THE PROBLEM:
What you give back must match the data character for character.

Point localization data
*-*-*
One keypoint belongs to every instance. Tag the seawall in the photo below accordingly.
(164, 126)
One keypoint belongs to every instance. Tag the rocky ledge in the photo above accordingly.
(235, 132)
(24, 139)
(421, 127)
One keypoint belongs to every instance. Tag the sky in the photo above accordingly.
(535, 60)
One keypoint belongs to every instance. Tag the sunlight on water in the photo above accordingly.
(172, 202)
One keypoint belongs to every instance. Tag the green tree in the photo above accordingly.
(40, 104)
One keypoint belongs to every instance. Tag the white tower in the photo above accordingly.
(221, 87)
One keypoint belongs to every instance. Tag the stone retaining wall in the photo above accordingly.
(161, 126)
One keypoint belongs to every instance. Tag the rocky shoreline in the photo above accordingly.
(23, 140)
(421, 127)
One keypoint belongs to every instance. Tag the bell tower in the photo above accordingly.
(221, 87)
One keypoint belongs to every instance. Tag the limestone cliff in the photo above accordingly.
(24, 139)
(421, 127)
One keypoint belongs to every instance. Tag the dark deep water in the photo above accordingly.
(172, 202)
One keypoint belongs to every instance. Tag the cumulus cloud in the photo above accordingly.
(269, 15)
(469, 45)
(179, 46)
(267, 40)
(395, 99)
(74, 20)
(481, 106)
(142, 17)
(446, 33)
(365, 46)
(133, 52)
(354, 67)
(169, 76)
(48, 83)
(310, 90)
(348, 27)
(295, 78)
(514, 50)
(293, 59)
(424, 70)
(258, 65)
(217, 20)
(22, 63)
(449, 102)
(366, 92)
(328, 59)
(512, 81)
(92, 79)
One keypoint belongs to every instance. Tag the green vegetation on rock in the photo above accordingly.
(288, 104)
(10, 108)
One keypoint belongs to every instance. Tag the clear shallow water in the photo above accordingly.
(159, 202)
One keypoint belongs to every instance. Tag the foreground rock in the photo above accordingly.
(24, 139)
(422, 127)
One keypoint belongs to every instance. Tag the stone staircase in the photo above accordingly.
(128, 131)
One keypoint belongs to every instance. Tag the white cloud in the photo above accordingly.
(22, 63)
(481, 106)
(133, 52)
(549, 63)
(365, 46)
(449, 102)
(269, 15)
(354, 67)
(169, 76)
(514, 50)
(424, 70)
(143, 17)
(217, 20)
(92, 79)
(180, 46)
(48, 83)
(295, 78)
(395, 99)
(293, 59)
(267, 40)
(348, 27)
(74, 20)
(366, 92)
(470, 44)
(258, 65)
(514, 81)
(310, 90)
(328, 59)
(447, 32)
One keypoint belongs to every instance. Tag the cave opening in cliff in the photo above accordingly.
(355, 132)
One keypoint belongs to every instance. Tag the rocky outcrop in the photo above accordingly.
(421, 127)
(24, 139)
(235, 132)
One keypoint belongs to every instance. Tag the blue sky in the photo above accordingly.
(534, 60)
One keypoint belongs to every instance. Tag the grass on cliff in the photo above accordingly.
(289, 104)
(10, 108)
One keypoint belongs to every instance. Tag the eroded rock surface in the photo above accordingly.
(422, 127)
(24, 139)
*-*-*
REPLY TO THE TASK:
One keypoint belongs to every instance. Tag the seawall in the photo below accordingly.
(164, 126)
One keypoint belongs to every instance. Tag the rocky ledge in the photo above accordingly.
(235, 132)
(24, 139)
(421, 127)
One keypoint belongs to every instance. Tag the sky in the photo above accordingly.
(535, 60)
One keypoint belongs to every instance. Tag the sunlight on water in the photo above accordingly.
(172, 202)
One keypoint belongs to every instance. Tag the green tree in the photo above accordingly.
(40, 104)
One keypoint belongs to every instance. Tag the white tower in the photo above accordingly.
(221, 87)
One keypoint belongs to every instance. Tag the stone retaining wall in the photo above accordingly.
(161, 126)
One keypoint belongs to every instance. Tag the rocky shoreline in the photo above accordingly.
(23, 140)
(421, 127)
One keypoint belongs to every instance. Tag the bell tower in the photo above accordingly.
(221, 87)
One keypoint belongs to every instance. Tag the limestone cliff in the photo above accordingly.
(24, 139)
(421, 127)
One keypoint belongs to every instance. Tag the dark deep water in the photo above accordingly.
(172, 202)
One keypoint belongs to every instance. Tag the cumulus cloud in the photo above accordingly.
(269, 15)
(469, 45)
(179, 46)
(267, 40)
(395, 99)
(74, 20)
(481, 106)
(142, 17)
(446, 33)
(365, 46)
(133, 52)
(354, 67)
(169, 76)
(48, 83)
(310, 90)
(348, 27)
(295, 78)
(514, 50)
(293, 59)
(424, 70)
(258, 65)
(217, 20)
(22, 63)
(449, 102)
(366, 92)
(328, 59)
(512, 81)
(92, 79)
One keypoint belongs to every instance. Tag the green vegetation on rock in the photo above accordingly.
(288, 104)
(10, 108)
One keypoint belongs to every instance. Tag the clear shallow water in the photo above accordingly.
(159, 202)
One keypoint belongs to every instance. Tag the foreground rock in the photo above accordingly.
(24, 139)
(422, 127)
One keypoint belongs to every instance. Tag the stone staircase in the photo above accordingly.
(128, 131)
One keypoint belongs to every instance. Tag the white cloud in the photo above accordingly.
(22, 63)
(481, 106)
(133, 52)
(549, 63)
(365, 46)
(449, 102)
(269, 15)
(354, 67)
(169, 76)
(514, 50)
(424, 70)
(143, 17)
(217, 20)
(92, 79)
(180, 46)
(48, 83)
(295, 78)
(395, 99)
(293, 59)
(267, 40)
(348, 27)
(74, 20)
(366, 92)
(470, 44)
(258, 65)
(514, 81)
(310, 90)
(328, 59)
(447, 32)
One keypoint belongs to every instance. Tag the cave opening in cliff in the photo above accordingly.
(355, 132)
One keypoint belongs to every instance. Tag the rocky outcrop in the photo above accordingly.
(421, 127)
(24, 139)
(235, 132)
One keypoint belongs to every instance. Tag the blue sky in the photo above accordingly.
(534, 60)
One keypoint belongs to every instance. Tag the grass on cliff in the photo above accordingly.
(289, 104)
(10, 108)
One keypoint belongs to every instance. Tag the eroded rock surface in the photo above accordingly.
(422, 127)
(24, 139)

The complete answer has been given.